## Record list
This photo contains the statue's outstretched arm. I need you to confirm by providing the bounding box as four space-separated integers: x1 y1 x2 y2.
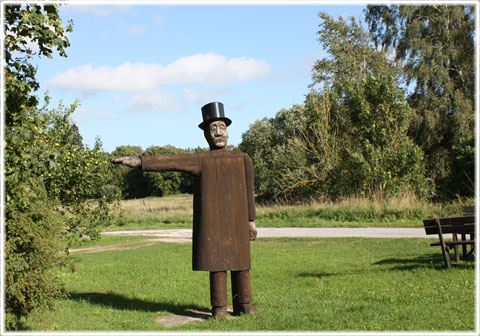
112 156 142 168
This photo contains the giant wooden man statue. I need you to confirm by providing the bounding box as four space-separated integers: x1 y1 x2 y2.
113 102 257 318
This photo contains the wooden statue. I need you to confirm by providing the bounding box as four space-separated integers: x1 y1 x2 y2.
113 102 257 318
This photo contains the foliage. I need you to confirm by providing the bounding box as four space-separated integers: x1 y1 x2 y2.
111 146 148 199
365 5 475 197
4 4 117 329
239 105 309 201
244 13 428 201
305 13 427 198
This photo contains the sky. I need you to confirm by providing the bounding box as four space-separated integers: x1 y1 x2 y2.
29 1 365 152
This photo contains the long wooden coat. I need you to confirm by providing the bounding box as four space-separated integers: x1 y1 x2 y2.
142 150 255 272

--

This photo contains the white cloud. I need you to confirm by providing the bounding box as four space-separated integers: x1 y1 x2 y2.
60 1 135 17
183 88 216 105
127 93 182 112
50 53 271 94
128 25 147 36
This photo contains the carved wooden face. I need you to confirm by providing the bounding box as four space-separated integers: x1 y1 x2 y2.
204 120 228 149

...

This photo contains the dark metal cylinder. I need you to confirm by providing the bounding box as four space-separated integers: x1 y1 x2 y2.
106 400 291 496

## Written instruction
Output the lines of the listing as a numbered list, starting at the line that contains "This photo contains the giant" and ending at the line that contains "29 1 365 152", with both of those lines included and blank lines left out.

## Answer to the task
1. This photo contains the giant wooden man statue. I need you to confirm by providing the bounding box as four space-separated integers: x1 y1 x2 y2.
2. 113 102 257 318
3. This photo contains the wooden statue. I need you to confirm by providing the bounding box as four space-separated integers: x1 y1 x2 y2.
4. 113 102 257 318
5. This photo contains the foliage. I need you to confirm by providing the bounding box as four space-separated integers: x1 y1 x2 y2.
6. 111 146 148 199
7. 365 5 475 197
8. 4 4 117 329
9. 239 105 309 201
10. 244 13 428 201
11. 305 13 427 198
12. This photo contains the sky. I need you to confirm by providing the bounding box as four space-separated integers: x1 y1 x2 y2.
13. 29 1 365 152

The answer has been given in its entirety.